## What the task requires
Please summarize the passage on the film "Matrix" in two sentences.

What is the Matrix? A Radical Look at Medico-Legal Reform
By Michael H. Cohen, Esq.

The 1999 film, “Matrix,” takes as its starting premise the notion that humans are encased in rows of jellied cocoons, essentially motionless and incognizant of their true condition, while the world they actually believe to be true and real is nothing more than an interactive program downloaded into their minds by a giant, worldwide computer.

Matrix is a clever, modern variation on an ancient tale. Turn to Greek philosophy for Plato's metaphor of the Prisoner in the Cave, to the Russian mystic Gurdjieff for the metaphor our energies going to 'feed the moon;' or to psychologist Charles Tart's notion of consensus trance; or turn to Zen, Hinduism, or Kabbalah; all these teachings assert the notion that we are blind slaves to a delusional reality from which we ourselves refuse to wake up. In short, we are caught in maya, delusion-in the Matrix.

It is no accident that Keanu Reeves, the protagonist of Matrix, also played the Buddha in a previous role. In both movies, he is “the One”-the human being who awakens from delusion and through his own awakening has the power to release millions of fellow beings from this bondage that we call the world. His screen name in Matrix happens to be “Neo,” a linguistic play on “One.” His unified mind has the power to cut through the false reality and, in the neo-world of the world computer brain, alter time and space.

## Recorded information
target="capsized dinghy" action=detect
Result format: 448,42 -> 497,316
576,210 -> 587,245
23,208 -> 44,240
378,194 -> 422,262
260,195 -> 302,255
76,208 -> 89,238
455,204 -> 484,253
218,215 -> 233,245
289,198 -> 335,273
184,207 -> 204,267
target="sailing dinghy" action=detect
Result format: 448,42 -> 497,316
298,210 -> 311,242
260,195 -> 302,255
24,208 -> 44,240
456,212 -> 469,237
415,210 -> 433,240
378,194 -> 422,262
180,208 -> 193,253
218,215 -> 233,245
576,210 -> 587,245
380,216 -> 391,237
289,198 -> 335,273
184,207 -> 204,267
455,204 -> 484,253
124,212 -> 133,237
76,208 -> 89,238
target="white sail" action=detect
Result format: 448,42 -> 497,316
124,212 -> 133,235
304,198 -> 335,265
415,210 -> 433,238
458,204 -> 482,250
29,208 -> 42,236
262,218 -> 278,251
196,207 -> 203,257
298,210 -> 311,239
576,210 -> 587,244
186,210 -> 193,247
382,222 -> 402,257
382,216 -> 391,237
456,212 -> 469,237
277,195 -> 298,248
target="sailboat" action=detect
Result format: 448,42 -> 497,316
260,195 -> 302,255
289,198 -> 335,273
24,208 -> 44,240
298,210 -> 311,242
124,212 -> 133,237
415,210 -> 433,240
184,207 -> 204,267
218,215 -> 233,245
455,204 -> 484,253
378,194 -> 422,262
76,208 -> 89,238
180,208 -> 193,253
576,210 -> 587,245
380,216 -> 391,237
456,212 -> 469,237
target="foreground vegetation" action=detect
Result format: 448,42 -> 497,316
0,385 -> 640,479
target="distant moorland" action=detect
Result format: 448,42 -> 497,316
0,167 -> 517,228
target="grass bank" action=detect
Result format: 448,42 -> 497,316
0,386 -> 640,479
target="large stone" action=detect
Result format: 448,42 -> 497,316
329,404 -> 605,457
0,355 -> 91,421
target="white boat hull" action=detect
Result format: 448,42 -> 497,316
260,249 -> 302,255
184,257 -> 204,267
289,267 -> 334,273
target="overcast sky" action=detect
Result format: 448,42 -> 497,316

## Answer for the task
The 1999 film "Matrix" imagines humans lying motionless in cocoons while a giant computer feeds them a false world, a clever modern variation on an ancient tale found in Plato, Gurdjieff, Charles Tart, Zen, Hinduism, and Kabbalah, all of which hold that we are blind slaves to a delusion we refuse to wake from. Keanu Reeves, who also played the Buddha, plays "the One," named "Neo," who awakens from delusion, can release millions of others from bondage, and can alter time and space.